Keep the wording of every entry exactly as it is while leaving the pictures out of your copy.

Region pointing data

- - - - -

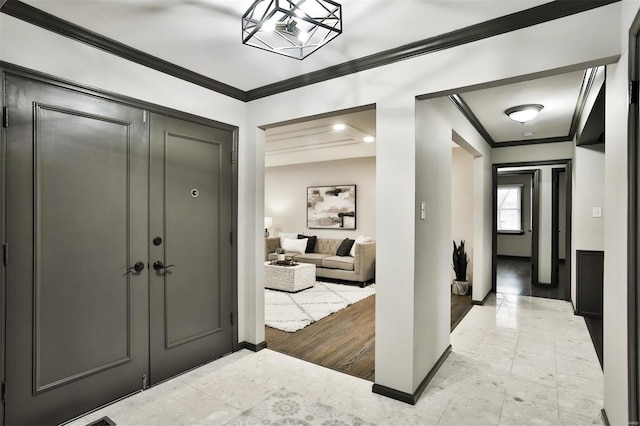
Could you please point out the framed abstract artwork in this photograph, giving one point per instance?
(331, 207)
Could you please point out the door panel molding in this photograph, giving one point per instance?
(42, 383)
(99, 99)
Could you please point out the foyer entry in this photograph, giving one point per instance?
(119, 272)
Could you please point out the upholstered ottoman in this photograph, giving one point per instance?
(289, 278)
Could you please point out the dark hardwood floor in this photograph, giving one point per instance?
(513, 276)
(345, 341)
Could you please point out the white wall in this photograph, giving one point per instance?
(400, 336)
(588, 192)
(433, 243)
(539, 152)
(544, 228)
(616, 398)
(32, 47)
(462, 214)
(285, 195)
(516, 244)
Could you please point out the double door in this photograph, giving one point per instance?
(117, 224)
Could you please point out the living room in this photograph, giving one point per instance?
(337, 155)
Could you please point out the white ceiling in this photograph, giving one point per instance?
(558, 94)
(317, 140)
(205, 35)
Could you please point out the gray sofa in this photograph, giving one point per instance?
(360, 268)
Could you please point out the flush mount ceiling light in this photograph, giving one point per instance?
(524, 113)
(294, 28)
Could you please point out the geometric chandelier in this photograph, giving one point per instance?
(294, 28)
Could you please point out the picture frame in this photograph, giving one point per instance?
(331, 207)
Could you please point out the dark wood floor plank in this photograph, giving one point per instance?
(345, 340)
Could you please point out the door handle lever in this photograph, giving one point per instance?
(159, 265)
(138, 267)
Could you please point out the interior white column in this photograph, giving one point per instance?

- - - - -

» **RESULT OF THIS TASK**:
Could you please point out the framed abstract artwork in this photograph, giving one point per instance?
(331, 207)
Could you please point out the door panel molding in this photograph, giving one point per instance?
(42, 383)
(99, 99)
Could you please point out the foyer entry in this photograph, giving one point per instance?
(119, 272)
Could you please point out the upholstered ottoman in this photograph, giving one point per instance?
(289, 278)
Could you please point out the dark hardwood floor in this photograph, giving one point per instance?
(513, 276)
(345, 341)
Could you please point out the white wall in this photograph, giving one point per instance?
(400, 336)
(588, 192)
(433, 243)
(539, 152)
(544, 228)
(616, 398)
(32, 47)
(462, 214)
(285, 195)
(516, 244)
Could you please point out the double door in this photograph, giving one point per instance?
(117, 224)
Could you please point out the living room in this photograph, giving one point per instance?
(337, 155)
Could you please point out the white ceiling in this photograph, giving one point per instance?
(558, 94)
(317, 140)
(205, 35)
Could you please point out the gray sofa in this photograph, giving one point per instance?
(360, 268)
Could you please point out the flush mount ceiling light in this photograph, giving one point per instance?
(524, 113)
(294, 28)
Could you please point out the geometric chandelier in this photograph, giving one point per instance?
(294, 28)
Could you please point out the picture frame in this photograph, giving one point per instance?
(331, 207)
Could you please point out the dark wood floor plank in this photograph, giving one point per instance?
(345, 340)
Could you please point out the door handle lever in this photograph, giving one point per instance?
(159, 265)
(138, 267)
Could you please point out the interior white column in this photograph, giving one point per instance?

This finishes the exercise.